Given problem: Retype every line of the material below with no changes.

(Dataset records)

** BEGIN **

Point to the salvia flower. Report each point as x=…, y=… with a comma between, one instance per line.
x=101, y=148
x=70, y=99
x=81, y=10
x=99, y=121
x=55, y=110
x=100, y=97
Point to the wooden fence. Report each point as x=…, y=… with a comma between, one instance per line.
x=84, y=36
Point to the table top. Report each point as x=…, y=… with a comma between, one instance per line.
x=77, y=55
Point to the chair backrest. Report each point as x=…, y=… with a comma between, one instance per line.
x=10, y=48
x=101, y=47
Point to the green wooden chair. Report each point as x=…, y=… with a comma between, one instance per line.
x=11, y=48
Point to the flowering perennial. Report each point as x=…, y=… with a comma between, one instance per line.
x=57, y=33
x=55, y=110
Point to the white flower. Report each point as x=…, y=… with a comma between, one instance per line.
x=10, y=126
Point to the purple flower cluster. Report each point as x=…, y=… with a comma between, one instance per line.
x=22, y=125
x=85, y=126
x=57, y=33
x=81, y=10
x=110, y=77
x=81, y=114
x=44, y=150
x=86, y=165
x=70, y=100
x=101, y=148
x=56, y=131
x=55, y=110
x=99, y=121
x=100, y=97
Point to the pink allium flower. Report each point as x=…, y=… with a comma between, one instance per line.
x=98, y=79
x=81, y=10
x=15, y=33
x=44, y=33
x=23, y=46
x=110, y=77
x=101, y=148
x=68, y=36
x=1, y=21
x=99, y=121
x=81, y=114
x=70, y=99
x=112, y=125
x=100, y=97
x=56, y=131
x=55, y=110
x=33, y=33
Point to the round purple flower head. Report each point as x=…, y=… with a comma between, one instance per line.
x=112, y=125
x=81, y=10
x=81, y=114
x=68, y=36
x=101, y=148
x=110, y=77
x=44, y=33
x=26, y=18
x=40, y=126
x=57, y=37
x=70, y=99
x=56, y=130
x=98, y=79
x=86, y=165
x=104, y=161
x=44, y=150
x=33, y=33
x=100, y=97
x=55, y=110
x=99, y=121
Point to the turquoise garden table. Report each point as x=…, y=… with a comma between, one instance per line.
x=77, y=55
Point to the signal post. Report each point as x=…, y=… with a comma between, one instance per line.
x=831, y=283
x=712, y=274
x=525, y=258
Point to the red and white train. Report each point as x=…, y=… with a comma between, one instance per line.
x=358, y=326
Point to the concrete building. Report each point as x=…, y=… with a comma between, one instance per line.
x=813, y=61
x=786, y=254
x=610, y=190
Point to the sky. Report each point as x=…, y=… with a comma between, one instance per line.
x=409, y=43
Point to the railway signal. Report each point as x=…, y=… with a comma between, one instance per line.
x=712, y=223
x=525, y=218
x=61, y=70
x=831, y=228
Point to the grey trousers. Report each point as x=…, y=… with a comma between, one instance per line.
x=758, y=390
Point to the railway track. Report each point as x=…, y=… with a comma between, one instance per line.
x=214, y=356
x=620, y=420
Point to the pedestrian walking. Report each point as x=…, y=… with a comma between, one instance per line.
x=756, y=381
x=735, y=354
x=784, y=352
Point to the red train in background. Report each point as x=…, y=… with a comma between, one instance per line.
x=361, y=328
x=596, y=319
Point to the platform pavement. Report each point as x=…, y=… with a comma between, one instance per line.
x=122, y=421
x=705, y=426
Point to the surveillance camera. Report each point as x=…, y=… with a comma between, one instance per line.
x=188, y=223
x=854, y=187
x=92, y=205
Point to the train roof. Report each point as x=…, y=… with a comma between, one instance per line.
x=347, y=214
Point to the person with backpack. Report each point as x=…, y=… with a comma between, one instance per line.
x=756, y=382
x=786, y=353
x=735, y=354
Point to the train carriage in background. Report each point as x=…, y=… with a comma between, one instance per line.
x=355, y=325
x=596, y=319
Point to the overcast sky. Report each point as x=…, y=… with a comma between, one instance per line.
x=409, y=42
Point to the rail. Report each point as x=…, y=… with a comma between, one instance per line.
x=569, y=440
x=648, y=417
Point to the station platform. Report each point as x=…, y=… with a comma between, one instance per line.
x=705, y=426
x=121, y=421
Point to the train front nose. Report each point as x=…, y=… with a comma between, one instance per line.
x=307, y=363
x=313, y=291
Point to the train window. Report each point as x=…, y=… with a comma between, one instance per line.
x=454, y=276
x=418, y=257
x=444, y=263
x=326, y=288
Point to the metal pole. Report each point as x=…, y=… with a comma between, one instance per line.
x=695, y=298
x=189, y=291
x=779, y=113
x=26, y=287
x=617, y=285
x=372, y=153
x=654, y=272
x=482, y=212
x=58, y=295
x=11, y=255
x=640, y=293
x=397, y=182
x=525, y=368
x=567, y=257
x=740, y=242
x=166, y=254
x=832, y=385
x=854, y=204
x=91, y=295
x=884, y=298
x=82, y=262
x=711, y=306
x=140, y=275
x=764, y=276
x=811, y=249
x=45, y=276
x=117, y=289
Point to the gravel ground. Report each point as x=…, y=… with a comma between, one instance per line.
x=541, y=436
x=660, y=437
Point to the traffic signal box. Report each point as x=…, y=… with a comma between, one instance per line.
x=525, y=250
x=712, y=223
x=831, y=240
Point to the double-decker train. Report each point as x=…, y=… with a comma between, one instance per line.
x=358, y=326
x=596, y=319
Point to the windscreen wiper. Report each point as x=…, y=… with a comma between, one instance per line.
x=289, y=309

** END **

Task solution:
Point to the salvia flower. Report each point as x=…, y=… with a comma between, one instance per line.
x=101, y=148
x=70, y=99
x=81, y=10
x=99, y=121
x=55, y=110
x=100, y=97
Point to the wooden fence. Report each point as x=…, y=… with a comma between, one instance per line.
x=84, y=36
Point to the table top. Report each point as x=…, y=… with a comma between, one instance per line.
x=77, y=55
Point to the chair backrest. Report each point as x=…, y=… with a comma between, one instance per line.
x=10, y=48
x=101, y=47
Point to the green wooden chair. Report each point as x=…, y=… with a comma between, one instance per line.
x=11, y=48
Point to the flowering perennial. Report each point as x=…, y=… with a comma between, one instance per line.
x=57, y=33
x=55, y=110
Point to the white flower. Report each point as x=…, y=… with a comma between, one instance per line.
x=10, y=126
Point to the purple flower cluster. Report each point as x=…, y=… with a comma between, one instance per line.
x=22, y=125
x=85, y=126
x=57, y=33
x=81, y=10
x=110, y=77
x=81, y=114
x=44, y=150
x=86, y=165
x=70, y=100
x=101, y=148
x=56, y=131
x=55, y=110
x=99, y=121
x=100, y=97
Point to the pink allium flower. Report each point as x=…, y=… with a comma between, one instance per line.
x=98, y=79
x=81, y=10
x=15, y=33
x=44, y=33
x=23, y=46
x=110, y=77
x=101, y=148
x=68, y=36
x=1, y=21
x=99, y=121
x=81, y=114
x=70, y=99
x=112, y=125
x=100, y=97
x=56, y=131
x=55, y=110
x=33, y=33
Point to the round purple flower head. Report each point as x=…, y=… with a comma between, one instance per line.
x=112, y=125
x=81, y=10
x=81, y=114
x=68, y=36
x=101, y=148
x=110, y=77
x=44, y=33
x=26, y=18
x=40, y=126
x=57, y=37
x=70, y=99
x=56, y=130
x=98, y=79
x=86, y=165
x=104, y=161
x=44, y=150
x=33, y=33
x=100, y=97
x=55, y=110
x=99, y=121
Point to the turquoise garden table. Report each point as x=…, y=… with a comma between, one instance per line.
x=77, y=55
Point to the signal post. Report each point as x=…, y=… with a comma between, one instance per line.
x=831, y=283
x=712, y=274
x=525, y=258
Point to the red and white train. Report each point as x=…, y=… with a comma between, one instance per line.
x=358, y=326
Point to the concrete building. Report each point as x=…, y=… with a comma between, one instance per line.
x=813, y=61
x=786, y=254
x=610, y=190
Point to the sky. Report each point as x=…, y=… with a comma between, one instance per line.
x=409, y=43
Point to the railway signal. Report each point as x=…, y=… with a comma between, one instance per line.
x=712, y=223
x=525, y=218
x=61, y=70
x=831, y=228
Point to the grey trousers. Report each point as x=…, y=… with a comma between, one instance per line.
x=758, y=390
Point to the railway track. Report each point as x=…, y=… with a comma between, one instance per line.
x=214, y=356
x=620, y=420
Point to the pedestrian walking. Report each point as x=…, y=… with a comma between, one instance per line.
x=756, y=381
x=735, y=354
x=784, y=352
Point to the red train in background. Report each point as x=…, y=… with a comma between, one instance per line.
x=361, y=328
x=596, y=319
Point to the platform pavement. Report each point as x=…, y=… with a comma between, one instance per line.
x=122, y=421
x=705, y=426
Point to the surveillance camera. Report each point as x=…, y=… with a comma between, one instance per line.
x=188, y=223
x=854, y=187
x=92, y=205
Point to the train roof. Report each point as x=…, y=… with a comma between, one instance per line.
x=347, y=214
Point to the person with backpack. Report each point as x=…, y=… with a comma between, one instance per line.
x=756, y=382
x=786, y=353
x=735, y=354
Point to the train carriage in background. Report each point as x=…, y=… with a comma between, one instance per line.
x=355, y=325
x=596, y=319
Point to the overcast sky. Report each point as x=…, y=… with a comma between, one instance per line.
x=409, y=42
Point to the rail. Report each point as x=…, y=… with a comma between, one instance per line.
x=569, y=440
x=648, y=417
Point to the station platform. Report each point as x=…, y=… with a comma between, one instance per line.
x=705, y=426
x=121, y=421
Point to the train front nose. Report each point as x=…, y=… with a comma between, one instance per line.
x=307, y=363
x=313, y=291
Point to the train window. Report each point as x=…, y=… with a comma between, one instance per line.
x=454, y=276
x=418, y=257
x=444, y=263
x=326, y=288
Point to the metal pole. Report each point as x=…, y=… with a comma between, one instance per line.
x=695, y=298
x=189, y=291
x=779, y=113
x=26, y=287
x=617, y=285
x=372, y=153
x=654, y=272
x=482, y=212
x=58, y=295
x=11, y=255
x=640, y=293
x=397, y=182
x=525, y=368
x=567, y=257
x=740, y=242
x=166, y=254
x=832, y=385
x=854, y=204
x=91, y=295
x=884, y=298
x=82, y=262
x=711, y=306
x=140, y=275
x=764, y=276
x=811, y=249
x=45, y=276
x=117, y=289
Point to the gravel ground. Report each point as x=…, y=… with a comma between, one instance per line.
x=541, y=436
x=660, y=437
Point to the traffic signal box. Report each point as x=…, y=… with a comma between, one instance per line.
x=525, y=250
x=712, y=223
x=831, y=240
Point to the double-decker train. Report each point as x=…, y=… with a comma between, one instance per line.
x=358, y=326
x=596, y=319
Point to the windscreen wiper. Report each point as x=…, y=… with a comma between, one instance per line.
x=289, y=309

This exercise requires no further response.